## Brief
Transcribe the material exactly. Images do not belong in the copy.

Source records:
— start —
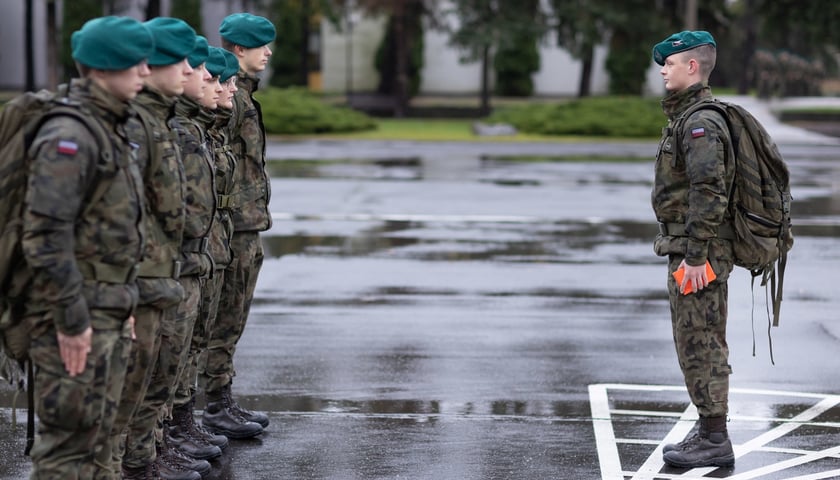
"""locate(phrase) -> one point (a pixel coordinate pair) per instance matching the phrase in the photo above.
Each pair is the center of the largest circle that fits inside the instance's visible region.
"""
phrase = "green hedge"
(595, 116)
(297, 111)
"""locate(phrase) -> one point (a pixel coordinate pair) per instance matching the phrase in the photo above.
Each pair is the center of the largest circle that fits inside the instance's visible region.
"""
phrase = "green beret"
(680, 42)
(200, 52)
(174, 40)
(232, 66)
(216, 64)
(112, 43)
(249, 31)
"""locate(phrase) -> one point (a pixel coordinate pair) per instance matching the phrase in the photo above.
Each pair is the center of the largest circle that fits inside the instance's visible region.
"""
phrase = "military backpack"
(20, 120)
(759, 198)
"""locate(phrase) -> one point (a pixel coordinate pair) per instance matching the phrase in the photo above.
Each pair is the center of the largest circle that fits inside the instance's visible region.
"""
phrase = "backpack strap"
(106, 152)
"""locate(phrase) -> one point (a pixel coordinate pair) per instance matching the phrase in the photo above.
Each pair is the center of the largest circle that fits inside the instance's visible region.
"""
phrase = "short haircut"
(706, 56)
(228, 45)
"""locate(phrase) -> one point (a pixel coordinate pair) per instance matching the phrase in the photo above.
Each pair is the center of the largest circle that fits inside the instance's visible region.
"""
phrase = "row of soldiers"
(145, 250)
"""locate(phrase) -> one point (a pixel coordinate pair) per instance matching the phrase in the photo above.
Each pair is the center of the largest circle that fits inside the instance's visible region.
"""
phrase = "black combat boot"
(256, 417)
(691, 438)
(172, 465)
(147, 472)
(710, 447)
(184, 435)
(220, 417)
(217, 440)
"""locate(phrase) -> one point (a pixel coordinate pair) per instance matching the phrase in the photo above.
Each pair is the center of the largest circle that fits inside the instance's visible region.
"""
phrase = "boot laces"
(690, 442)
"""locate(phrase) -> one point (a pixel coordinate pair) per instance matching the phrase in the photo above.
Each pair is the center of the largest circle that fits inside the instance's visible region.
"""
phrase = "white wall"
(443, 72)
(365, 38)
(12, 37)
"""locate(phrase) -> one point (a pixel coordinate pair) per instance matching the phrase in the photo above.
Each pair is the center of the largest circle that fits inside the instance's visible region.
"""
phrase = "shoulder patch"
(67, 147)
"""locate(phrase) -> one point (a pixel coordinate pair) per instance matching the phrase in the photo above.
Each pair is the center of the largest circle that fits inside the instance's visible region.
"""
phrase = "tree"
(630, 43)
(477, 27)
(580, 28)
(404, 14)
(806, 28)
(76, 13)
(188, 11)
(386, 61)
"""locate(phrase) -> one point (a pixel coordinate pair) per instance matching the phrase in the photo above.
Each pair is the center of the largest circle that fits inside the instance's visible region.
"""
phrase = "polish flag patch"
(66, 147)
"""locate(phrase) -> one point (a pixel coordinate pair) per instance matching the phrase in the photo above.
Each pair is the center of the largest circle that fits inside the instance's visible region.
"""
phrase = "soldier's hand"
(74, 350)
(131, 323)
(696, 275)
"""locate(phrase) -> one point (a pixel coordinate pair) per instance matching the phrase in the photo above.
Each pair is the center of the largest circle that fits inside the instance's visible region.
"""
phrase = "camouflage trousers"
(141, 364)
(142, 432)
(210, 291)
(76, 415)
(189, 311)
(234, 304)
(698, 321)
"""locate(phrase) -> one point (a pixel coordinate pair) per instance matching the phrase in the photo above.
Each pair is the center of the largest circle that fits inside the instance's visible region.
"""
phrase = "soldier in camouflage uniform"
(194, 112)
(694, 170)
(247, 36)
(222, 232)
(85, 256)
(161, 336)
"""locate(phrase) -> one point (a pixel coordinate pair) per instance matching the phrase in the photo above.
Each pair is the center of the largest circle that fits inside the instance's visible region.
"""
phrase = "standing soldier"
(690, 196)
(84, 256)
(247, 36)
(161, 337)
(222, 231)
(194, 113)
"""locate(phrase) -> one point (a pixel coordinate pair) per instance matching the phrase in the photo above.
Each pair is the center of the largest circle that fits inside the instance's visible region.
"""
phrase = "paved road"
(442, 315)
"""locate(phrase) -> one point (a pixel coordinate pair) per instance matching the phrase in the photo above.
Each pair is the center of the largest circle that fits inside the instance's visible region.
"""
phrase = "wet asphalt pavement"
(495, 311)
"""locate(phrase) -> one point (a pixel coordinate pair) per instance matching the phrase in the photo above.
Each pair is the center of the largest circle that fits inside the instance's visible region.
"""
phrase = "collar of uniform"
— end —
## Answer for this exercise
"""locate(phrase) -> one point (a pixel coordinate pair) per instance matching the phrase in the photo above.
Each pair is the center of the largest circle that fits inside the instance's visible region.
"""
phrase = "green hedge"
(595, 116)
(297, 111)
"""locate(phrase) -> one point (a pixel coordinate pair) per instance matching the phrase in the photo above.
Each pair is the center of the largest circle that fits inside the instance's visible region.
"""
phrase = "green beret"
(680, 42)
(200, 52)
(174, 40)
(232, 66)
(216, 64)
(112, 43)
(249, 31)
"""locate(phrase) -> one point (a pixel coordinate pair) per instance matching the phrase in the photo above.
Each pair is the center of the largest circle that fits inside the instance's visible region.
"""
phrase = "military backpack"
(20, 120)
(759, 198)
"""locate(phrase) -> one point (a pixel coordinate pair) per instance matching the phrase in the photo above.
Each pair is the center of the largest circle that fits inside the instance's visible region.
"""
phrase = "backpack strap"
(106, 152)
"""locate(phrase) -> one point (a pixel coordinate pair) per instance matching the phrase in the photo above.
Each pair is the center of the largest circle that fits inside the instance's visible region.
"""
phrase = "short haircut"
(706, 56)
(228, 45)
"""locate(phrase) -> one point (a pixel coordinate pair) per instance matching the phrase in the photo above.
Each pair is the center of the largest circle that fits inside the instance's visible region.
"""
phrase = "row of soldiers"
(145, 250)
"""locate(phrase) -> one point (a pixel coordinate pair) per instance matching the phrase in the photo above.
Each pair is the center of the largest circle that fits inside the instance's visible region.
"""
phrase = "black combat boot"
(256, 417)
(691, 438)
(172, 465)
(147, 472)
(710, 447)
(184, 435)
(220, 417)
(217, 440)
"""locate(phrase) -> one point (a pixel coordinate pair) per instance matching the phrase in the photo above.
Each pair is the center of the largest circle that fits inside the instance's visible region.
"""
phrase = "boot laces"
(690, 442)
"""locate(phrase) -> one point (a pixel coordinate pair) per instance matching the phrase in the photo above.
Each pair is the center of the largest circle that fits inside the instance's visible region.
"""
phrase = "white wall"
(443, 72)
(365, 38)
(12, 37)
"""locate(phrase) -> one point (a pixel coordinate pair) per instance matching the phrase in the photo above.
Each pair is the center of the largest circle that fits inside the instance's visible region.
"""
phrase = "shoulder patch"
(67, 147)
"""locate(phrase) -> one point (a pixel coordinate pair) per instance matching the phrase in the photo above.
Each pair is the center of the largest circle that fits inside the instance's visible region.
"""
phrase = "tree"
(630, 43)
(477, 27)
(580, 28)
(404, 14)
(806, 28)
(76, 13)
(188, 11)
(386, 61)
"""locate(phrase) -> one point (a pixel coordinate pair) per instance matching the phrase in the photo above.
Each pair is the center of the largest circle that fits inside the instance's visible region.
"""
phrase = "polish flag patch"
(66, 147)
"""locate(phrase) -> one point (a pixel coordinate pair) per instance matching the phrase in the photo above.
Each pair is the center of the largest circle that fits inside the instance's visible region.
"""
phrase = "soldier's hand"
(74, 350)
(131, 323)
(696, 275)
"""locate(phrase) -> one point (a pixel coordinate pair) per instance matching the phrase in the photo above.
Each pair is the center of the largest circle that fits inside the instance's visible region.
"""
phrase = "camouflage trousers"
(141, 364)
(142, 432)
(210, 291)
(76, 415)
(189, 311)
(234, 304)
(698, 321)
"""locate(phrase) -> one point (a pixel coordinate pair) per instance matching the phrase in the photo above.
Each pair is the center of the largest circle that fits inside the instance's visible region.
"""
phrase = "soldier in camouflage uniform"
(194, 112)
(694, 170)
(247, 36)
(222, 232)
(85, 256)
(161, 336)
"""locate(phrase) -> one point (a pixel coordinate pair) per instance matching the phrase in the photo above.
Each pair is the center of the largest circle that fits inside the instance's visible region.
"""
phrase = "standing soldier"
(690, 196)
(84, 256)
(247, 36)
(161, 337)
(222, 231)
(194, 113)
"""locate(phrase) -> one point (a pixel coordinate pair) per instance matching the phrase in the photo above.
Each pair is the center of the largest circle that fits inside the instance's visible region.
"""
phrase = "paved road"
(442, 315)
"""locate(phrase) -> one point (a pixel coordinate pair) per instance matching the phrase in the photo above.
Each pair is the center of the largest circle that fits inside the instance's visible region.
"""
phrase = "wet asphalt pavement"
(495, 311)
"""locate(phrase) -> one point (a pixel coordinate pair) per instance matching the phrase in the photo above.
Each pair is the center of the largest circle that fits inside the instance's visible region.
"""
phrase = "collar of uniform"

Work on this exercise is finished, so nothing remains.